#### WORK REQUIRED
Look for "Please tag the raised" in the records below, then copy that line and every line after it, exactly and with nothing added.

#### DATASET
------------------------

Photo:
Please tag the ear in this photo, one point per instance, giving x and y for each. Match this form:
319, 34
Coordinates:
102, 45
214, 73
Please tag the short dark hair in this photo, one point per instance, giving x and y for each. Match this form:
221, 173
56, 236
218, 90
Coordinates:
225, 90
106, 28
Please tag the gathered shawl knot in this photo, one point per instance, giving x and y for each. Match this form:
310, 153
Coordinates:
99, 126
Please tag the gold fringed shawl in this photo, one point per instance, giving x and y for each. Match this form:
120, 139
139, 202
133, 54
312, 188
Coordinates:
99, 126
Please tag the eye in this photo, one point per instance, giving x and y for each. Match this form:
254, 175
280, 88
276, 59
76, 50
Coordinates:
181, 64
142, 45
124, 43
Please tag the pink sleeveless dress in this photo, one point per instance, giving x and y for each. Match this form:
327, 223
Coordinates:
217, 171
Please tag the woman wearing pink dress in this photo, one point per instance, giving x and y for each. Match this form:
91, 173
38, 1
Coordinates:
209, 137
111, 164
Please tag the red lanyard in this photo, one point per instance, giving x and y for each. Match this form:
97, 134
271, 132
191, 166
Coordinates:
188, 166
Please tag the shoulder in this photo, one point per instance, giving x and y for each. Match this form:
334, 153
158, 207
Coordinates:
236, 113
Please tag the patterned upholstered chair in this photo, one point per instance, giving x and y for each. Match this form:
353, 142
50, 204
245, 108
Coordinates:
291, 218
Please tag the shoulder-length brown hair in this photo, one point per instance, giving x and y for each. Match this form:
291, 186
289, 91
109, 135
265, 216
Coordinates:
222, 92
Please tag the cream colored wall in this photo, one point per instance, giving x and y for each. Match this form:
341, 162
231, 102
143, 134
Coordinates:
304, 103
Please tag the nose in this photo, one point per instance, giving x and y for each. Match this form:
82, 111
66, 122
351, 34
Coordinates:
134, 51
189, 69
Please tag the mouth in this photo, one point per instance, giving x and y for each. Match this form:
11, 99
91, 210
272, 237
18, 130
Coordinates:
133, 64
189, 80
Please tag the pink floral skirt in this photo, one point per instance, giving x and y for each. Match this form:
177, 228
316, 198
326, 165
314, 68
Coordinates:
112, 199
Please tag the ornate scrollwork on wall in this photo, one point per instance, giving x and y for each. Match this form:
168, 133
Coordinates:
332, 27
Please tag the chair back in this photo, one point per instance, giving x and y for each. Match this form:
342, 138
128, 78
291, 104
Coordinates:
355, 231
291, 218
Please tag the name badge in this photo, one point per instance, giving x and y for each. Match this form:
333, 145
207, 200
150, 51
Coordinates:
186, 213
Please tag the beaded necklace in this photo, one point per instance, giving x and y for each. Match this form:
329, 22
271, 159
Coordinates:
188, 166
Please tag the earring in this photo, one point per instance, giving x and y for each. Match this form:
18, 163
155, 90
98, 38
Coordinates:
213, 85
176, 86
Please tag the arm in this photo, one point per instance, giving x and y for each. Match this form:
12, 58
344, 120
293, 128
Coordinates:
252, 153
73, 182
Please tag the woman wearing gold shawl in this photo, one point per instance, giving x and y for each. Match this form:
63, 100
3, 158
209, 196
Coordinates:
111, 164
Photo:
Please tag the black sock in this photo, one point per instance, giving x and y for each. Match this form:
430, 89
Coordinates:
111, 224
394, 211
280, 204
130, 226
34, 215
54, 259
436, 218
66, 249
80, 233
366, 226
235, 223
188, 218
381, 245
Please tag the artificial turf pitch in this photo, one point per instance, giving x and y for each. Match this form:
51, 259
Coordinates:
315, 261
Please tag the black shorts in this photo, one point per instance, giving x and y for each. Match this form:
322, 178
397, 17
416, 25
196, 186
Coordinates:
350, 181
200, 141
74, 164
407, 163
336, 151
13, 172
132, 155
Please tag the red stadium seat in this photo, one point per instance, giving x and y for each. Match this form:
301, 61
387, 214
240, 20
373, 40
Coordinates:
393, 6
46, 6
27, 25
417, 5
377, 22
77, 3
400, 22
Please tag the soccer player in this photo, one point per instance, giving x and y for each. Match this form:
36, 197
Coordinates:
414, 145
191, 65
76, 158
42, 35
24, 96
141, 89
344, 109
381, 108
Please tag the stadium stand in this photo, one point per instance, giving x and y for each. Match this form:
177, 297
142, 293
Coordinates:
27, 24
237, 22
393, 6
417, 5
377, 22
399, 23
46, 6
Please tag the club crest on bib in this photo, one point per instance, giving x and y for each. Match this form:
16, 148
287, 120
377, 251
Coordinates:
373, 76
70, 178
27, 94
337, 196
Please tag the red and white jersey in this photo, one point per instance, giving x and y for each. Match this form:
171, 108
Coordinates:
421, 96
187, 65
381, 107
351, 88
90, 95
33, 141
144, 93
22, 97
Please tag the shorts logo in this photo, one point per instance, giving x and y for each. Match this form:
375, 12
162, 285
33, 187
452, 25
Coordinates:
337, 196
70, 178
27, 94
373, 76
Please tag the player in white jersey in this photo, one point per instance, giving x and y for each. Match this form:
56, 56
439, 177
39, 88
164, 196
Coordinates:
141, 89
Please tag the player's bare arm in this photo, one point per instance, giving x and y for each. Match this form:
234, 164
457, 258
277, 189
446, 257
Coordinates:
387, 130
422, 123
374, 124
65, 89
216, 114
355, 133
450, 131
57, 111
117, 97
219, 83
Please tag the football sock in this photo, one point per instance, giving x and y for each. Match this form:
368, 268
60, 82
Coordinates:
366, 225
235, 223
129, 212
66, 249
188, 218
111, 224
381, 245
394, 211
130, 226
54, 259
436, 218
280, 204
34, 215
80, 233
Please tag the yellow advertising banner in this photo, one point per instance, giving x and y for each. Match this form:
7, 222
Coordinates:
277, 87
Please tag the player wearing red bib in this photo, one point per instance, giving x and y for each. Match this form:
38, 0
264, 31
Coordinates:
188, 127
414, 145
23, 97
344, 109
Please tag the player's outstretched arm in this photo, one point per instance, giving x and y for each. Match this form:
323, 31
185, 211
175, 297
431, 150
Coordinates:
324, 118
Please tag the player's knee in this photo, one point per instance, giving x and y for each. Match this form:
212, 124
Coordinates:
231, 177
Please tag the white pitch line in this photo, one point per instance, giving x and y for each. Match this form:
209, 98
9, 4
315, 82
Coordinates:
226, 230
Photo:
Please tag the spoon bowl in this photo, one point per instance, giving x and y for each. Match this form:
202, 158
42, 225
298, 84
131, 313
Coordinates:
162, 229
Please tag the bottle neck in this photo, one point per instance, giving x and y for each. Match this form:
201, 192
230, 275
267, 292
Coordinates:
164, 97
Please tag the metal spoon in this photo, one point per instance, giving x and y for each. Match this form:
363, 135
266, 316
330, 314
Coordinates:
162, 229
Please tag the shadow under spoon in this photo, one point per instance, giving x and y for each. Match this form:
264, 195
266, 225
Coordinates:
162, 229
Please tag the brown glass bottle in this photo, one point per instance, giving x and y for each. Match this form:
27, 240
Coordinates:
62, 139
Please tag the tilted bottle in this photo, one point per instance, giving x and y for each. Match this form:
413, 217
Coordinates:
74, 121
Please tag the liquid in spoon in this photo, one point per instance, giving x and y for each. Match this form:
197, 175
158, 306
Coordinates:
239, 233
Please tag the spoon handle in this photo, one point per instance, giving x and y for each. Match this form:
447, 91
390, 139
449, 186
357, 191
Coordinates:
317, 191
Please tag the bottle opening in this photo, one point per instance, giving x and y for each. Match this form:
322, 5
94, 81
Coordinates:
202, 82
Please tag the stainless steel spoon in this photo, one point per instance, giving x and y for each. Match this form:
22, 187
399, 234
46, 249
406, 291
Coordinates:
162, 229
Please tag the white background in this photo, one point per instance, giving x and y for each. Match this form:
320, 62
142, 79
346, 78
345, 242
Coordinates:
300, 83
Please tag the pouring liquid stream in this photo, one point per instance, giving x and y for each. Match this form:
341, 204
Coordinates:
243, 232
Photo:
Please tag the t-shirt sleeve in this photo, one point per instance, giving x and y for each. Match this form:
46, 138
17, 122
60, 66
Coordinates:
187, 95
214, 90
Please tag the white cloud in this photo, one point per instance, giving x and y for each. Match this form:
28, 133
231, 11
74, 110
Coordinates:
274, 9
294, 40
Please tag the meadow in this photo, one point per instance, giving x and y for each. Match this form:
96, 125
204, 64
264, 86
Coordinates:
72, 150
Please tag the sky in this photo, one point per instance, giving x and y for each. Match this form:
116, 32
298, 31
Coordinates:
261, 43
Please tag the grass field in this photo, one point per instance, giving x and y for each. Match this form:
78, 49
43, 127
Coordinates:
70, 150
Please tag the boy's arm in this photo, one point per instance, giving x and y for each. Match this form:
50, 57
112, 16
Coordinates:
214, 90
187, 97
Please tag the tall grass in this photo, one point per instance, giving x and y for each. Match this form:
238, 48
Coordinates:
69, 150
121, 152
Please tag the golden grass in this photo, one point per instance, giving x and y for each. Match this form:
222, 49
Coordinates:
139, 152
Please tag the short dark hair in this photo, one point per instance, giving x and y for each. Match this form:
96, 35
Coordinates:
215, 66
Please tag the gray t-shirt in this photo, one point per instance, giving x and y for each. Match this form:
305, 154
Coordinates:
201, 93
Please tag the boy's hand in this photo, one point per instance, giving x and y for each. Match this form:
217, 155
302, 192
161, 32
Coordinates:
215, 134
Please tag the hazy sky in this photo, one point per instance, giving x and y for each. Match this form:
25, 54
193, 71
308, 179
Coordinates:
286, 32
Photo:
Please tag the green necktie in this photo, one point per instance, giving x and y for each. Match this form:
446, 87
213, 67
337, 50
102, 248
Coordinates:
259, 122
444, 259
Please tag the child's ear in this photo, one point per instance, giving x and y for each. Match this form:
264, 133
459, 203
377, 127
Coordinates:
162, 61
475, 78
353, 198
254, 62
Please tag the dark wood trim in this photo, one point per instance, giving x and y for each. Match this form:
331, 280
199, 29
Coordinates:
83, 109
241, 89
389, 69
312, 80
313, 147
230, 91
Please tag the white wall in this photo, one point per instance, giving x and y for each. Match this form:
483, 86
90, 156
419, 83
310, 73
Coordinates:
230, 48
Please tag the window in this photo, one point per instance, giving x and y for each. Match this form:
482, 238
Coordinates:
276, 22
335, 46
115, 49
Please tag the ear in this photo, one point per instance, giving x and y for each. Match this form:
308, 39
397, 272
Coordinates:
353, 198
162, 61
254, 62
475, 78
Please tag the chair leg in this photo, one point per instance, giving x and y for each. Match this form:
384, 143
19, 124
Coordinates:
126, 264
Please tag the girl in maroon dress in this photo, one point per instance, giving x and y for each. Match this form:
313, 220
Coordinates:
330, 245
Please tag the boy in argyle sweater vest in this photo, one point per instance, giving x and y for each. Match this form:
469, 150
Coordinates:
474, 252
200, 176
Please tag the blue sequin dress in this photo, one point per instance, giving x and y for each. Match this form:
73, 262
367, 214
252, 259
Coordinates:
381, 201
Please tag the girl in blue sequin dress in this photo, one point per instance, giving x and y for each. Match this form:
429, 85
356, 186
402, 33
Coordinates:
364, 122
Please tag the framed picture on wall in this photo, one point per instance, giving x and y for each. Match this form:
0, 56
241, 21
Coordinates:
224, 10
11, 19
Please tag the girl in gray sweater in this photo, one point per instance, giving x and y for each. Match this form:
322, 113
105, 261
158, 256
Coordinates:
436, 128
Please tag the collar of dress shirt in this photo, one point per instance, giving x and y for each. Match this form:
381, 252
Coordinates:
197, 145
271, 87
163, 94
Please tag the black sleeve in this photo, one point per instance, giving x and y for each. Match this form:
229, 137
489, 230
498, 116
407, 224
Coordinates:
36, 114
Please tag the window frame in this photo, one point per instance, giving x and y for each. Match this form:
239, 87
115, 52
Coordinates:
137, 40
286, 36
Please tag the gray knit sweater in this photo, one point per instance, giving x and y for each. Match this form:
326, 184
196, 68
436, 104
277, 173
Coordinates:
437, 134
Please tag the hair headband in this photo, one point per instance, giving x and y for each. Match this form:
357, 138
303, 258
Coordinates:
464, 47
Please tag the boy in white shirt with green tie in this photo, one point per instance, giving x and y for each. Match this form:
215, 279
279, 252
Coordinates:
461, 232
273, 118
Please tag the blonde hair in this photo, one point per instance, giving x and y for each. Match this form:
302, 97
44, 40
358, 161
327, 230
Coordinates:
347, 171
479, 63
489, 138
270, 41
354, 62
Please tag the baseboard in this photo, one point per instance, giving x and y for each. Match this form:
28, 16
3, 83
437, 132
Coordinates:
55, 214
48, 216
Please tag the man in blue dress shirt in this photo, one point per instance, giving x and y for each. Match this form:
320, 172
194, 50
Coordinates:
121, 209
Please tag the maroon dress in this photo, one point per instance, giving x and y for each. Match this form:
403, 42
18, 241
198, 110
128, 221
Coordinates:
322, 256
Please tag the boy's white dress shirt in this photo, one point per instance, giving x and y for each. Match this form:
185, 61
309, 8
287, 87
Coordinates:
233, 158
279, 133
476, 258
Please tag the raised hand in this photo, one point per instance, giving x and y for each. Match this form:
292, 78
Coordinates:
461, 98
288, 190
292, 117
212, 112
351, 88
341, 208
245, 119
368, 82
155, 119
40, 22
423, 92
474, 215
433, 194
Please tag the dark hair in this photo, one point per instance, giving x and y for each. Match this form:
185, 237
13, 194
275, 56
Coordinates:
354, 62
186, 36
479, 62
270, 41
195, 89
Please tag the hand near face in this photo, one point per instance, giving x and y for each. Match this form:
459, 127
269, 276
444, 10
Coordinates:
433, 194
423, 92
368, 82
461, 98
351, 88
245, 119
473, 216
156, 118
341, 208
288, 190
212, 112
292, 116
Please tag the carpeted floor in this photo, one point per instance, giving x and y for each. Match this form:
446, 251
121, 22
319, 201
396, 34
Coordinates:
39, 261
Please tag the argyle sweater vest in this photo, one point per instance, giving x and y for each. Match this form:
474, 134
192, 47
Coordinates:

------------------------

#### THE ANSWER
Please tag the raised hand in this photo, one point per instance, giving x and y for each. Match this form:
292, 78
Coordinates:
461, 98
288, 190
292, 117
212, 112
351, 88
341, 208
245, 119
368, 82
155, 119
40, 22
423, 92
474, 215
433, 194
Please tag the dark hair in this photo, one point per instance, giving x and y for each. Match this form:
185, 237
13, 194
275, 56
Coordinates:
354, 62
186, 36
479, 62
270, 41
195, 89
Please tag the hand near face in this photo, one point per instance, giving x and y for each. Match this form:
459, 127
269, 276
444, 10
Coordinates:
433, 194
423, 92
368, 82
461, 98
351, 88
245, 119
473, 216
156, 118
341, 208
288, 190
212, 112
292, 116
Please tag the carpeted floor in this photo, one point per instance, giving x and y for each. Match this form:
446, 251
121, 22
319, 201
396, 34
Coordinates:
39, 261
Please tag the argyle sweater vest in this photo, one point per instance, giving x and y for each. Match this form:
474, 134
192, 47
Coordinates:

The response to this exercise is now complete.